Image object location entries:
>> START
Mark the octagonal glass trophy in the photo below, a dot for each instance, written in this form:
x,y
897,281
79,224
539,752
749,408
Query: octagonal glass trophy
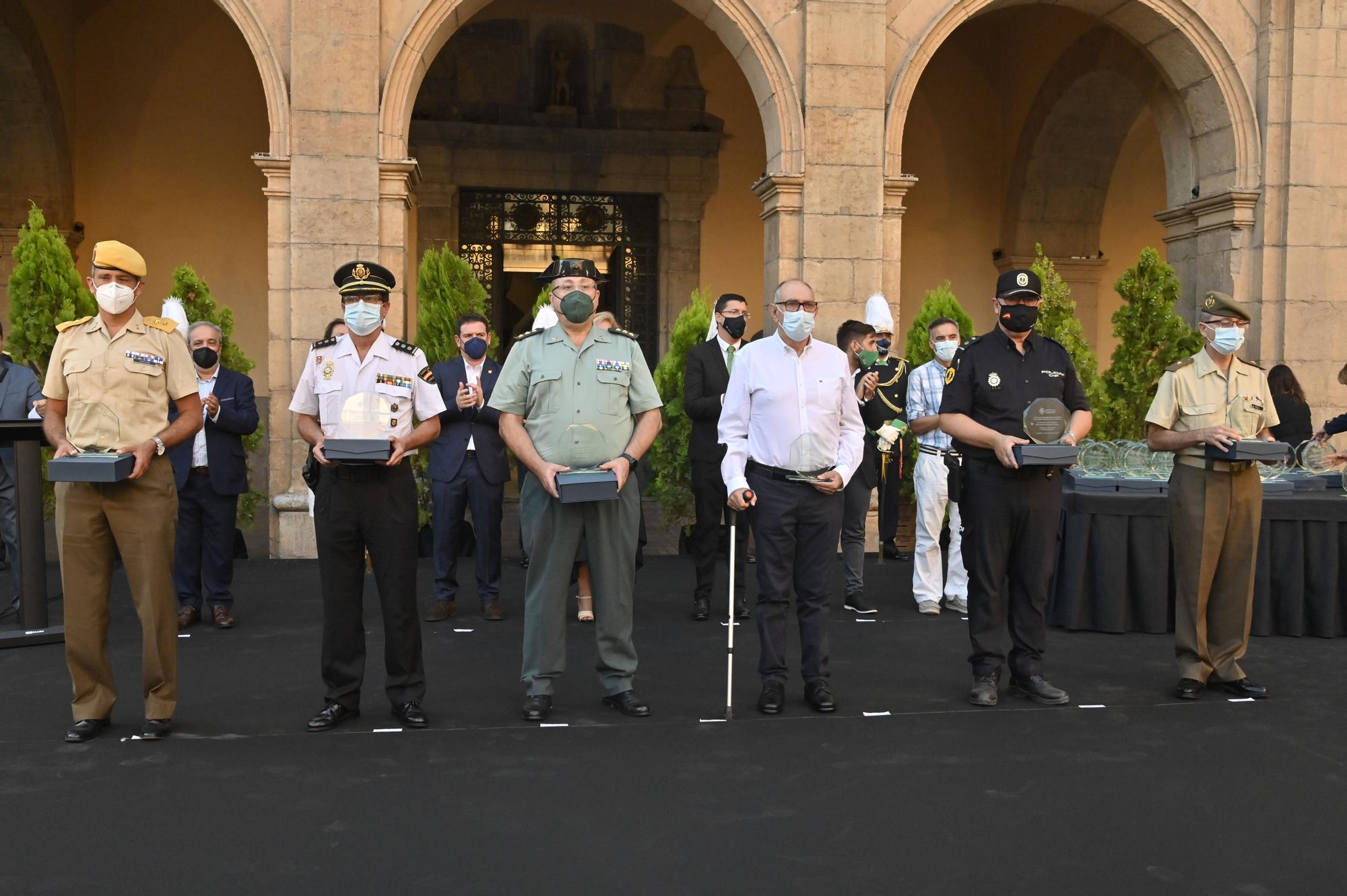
x,y
362,431
96,432
1046,421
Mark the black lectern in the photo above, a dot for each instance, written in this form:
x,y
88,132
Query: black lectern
x,y
26,438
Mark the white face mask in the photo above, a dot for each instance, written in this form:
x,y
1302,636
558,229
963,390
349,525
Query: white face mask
x,y
115,298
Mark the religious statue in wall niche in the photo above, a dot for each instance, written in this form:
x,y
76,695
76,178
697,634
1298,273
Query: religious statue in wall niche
x,y
561,77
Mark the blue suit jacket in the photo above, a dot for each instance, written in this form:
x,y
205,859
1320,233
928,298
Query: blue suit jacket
x,y
226,455
18,390
456,425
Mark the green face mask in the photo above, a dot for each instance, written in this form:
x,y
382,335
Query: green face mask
x,y
577,306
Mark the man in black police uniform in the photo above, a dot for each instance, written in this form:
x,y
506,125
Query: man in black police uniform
x,y
368,506
1010,512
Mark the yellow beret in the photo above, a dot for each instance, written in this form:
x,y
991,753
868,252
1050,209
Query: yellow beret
x,y
110,253
1224,306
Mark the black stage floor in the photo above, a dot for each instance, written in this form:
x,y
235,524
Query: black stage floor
x,y
1142,796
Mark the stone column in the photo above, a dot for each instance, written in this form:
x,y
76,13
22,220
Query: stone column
x,y
895,191
327,214
783,248
844,164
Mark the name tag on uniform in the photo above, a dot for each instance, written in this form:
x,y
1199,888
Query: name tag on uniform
x,y
391,380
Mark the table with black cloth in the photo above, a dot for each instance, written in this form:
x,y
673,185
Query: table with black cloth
x,y
1116,571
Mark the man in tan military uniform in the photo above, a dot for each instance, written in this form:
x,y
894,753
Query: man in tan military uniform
x,y
589,401
1216,506
108,386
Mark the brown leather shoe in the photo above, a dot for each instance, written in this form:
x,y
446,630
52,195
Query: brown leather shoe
x,y
441,610
188,615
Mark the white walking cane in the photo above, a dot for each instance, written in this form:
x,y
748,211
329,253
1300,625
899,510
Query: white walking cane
x,y
729,619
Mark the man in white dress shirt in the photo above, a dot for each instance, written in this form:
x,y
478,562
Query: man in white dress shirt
x,y
791,413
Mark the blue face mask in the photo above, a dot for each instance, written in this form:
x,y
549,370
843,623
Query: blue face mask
x,y
363,318
475,347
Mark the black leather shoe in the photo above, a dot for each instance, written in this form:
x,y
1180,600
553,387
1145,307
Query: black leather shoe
x,y
1189,689
987,689
537,707
818,695
1244,688
773,697
86,730
412,715
1038,689
628,704
332,716
156,728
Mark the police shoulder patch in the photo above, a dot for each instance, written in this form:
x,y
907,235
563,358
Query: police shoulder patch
x,y
162,323
68,324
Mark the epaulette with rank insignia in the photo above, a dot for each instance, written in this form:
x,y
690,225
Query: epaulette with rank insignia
x,y
68,324
162,323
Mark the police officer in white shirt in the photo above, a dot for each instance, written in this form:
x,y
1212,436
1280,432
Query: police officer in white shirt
x,y
360,508
926,386
786,388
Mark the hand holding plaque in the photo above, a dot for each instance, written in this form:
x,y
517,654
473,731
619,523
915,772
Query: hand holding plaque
x,y
1047,421
362,431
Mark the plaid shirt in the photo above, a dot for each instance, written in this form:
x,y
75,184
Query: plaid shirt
x,y
926,386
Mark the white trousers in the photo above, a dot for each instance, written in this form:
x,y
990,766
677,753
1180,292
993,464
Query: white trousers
x,y
933,491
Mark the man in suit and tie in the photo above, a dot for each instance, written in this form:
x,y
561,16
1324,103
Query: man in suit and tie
x,y
705,378
20,393
211,471
468,469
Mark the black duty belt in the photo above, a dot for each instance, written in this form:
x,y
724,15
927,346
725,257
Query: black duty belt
x,y
785,475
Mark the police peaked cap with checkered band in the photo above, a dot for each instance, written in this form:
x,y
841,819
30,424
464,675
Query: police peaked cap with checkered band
x,y
572,268
364,276
1019,284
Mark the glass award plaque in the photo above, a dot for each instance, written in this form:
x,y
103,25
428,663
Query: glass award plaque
x,y
96,434
1046,421
812,456
362,431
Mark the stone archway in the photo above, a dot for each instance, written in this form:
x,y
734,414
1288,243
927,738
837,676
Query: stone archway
x,y
1210,129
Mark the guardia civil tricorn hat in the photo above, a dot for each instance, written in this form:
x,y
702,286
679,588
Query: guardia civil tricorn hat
x,y
364,276
572,268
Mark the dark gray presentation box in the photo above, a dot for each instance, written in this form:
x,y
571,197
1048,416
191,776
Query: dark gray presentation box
x,y
1046,455
1251,450
359,450
91,467
579,486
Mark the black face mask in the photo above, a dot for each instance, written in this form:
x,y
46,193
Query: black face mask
x,y
1019,318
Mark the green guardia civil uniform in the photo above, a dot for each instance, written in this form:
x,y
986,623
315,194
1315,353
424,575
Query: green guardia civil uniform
x,y
580,408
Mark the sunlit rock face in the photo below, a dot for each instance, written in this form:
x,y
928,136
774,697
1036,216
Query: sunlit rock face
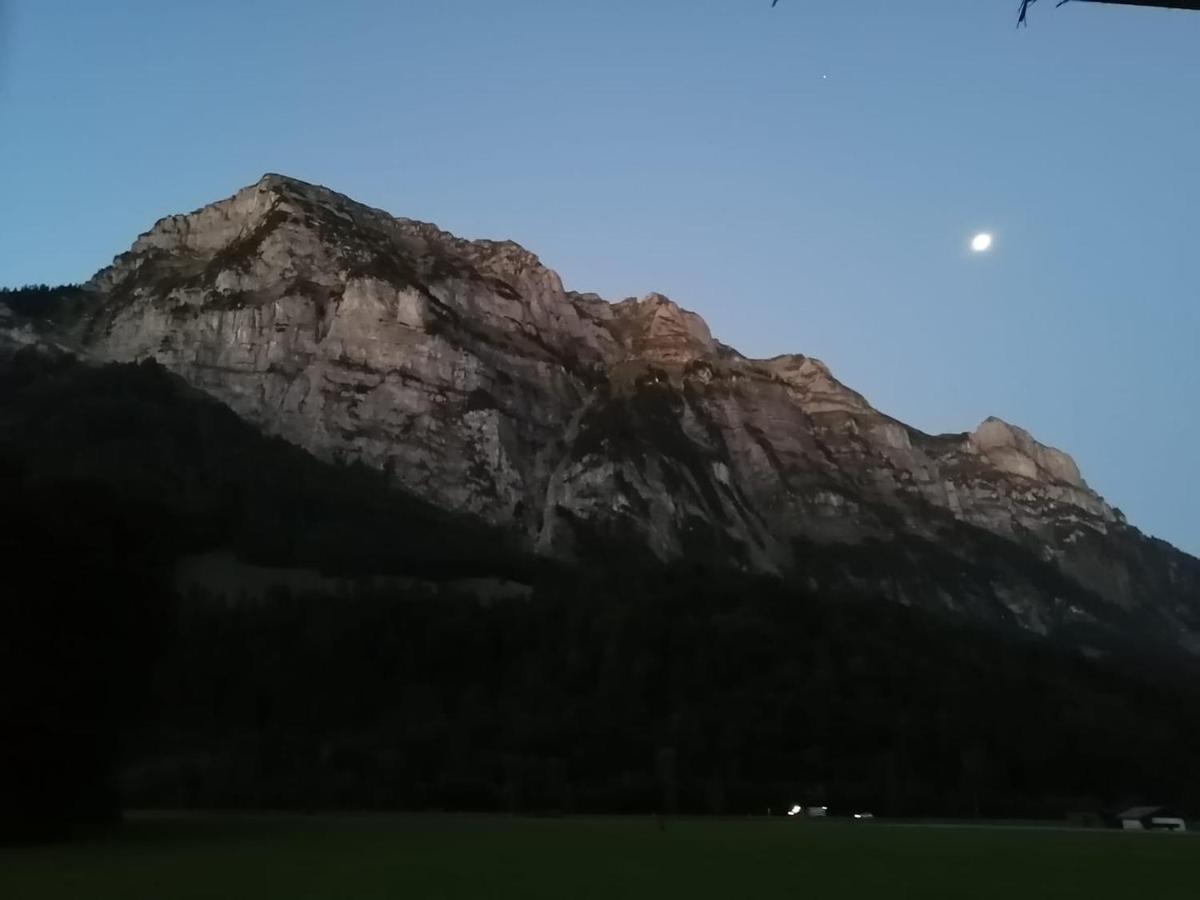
x,y
467,372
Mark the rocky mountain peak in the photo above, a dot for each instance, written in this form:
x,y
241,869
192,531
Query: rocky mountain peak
x,y
463,370
657,329
1015,451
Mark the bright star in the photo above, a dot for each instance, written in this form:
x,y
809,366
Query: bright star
x,y
981,243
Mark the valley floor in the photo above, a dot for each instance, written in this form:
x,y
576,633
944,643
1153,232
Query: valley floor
x,y
186,857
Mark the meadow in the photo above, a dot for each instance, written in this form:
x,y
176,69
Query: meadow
x,y
186,857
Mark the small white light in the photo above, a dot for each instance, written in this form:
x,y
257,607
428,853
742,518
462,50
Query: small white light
x,y
981,243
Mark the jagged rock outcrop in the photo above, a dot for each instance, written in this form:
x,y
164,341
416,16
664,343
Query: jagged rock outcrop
x,y
466,371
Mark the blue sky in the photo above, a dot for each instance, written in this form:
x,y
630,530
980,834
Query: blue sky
x,y
807,178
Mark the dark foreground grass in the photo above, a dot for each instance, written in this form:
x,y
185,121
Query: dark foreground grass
x,y
364,858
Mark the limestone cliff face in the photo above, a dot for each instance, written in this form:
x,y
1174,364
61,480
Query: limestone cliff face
x,y
466,371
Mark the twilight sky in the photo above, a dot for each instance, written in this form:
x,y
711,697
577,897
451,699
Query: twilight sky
x,y
807,178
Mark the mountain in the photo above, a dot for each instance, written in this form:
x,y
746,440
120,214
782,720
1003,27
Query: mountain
>> END
= DIRECTIONS =
Repeat word for word each line from the one with "Mark the jagged" to the end of the records above, inclusive.

= ANSWER FOR THIS EXERCISE =
Mark the jagged rock outcrop in the photo above, a dot for each instance, written in this form:
x,y
164,341
416,16
664,343
Query: jagged rock outcrop
x,y
466,371
Mark the blue sky in the photo above, a dot for each instance, written in this form:
x,y
630,530
980,834
Query: blue sky
x,y
807,178
Mark the dark foreground grass in the photo above, a dot for each instance, written in this form:
x,y
185,121
Query: dark foreground grass
x,y
364,858
Mark the limestone cliff face in the photo above, a dot for each instance, written in this form:
x,y
1174,364
61,480
Query: limestone cliff face
x,y
466,371
Mark the twilight sky in the photo above, a dot for each instance, written in this form:
x,y
711,697
577,897
451,699
Query: twilight sky
x,y
807,178
Mark the mountain in the photo above, a dot for each instance, written in this form:
x,y
746,440
120,214
782,720
1003,27
Query: mountain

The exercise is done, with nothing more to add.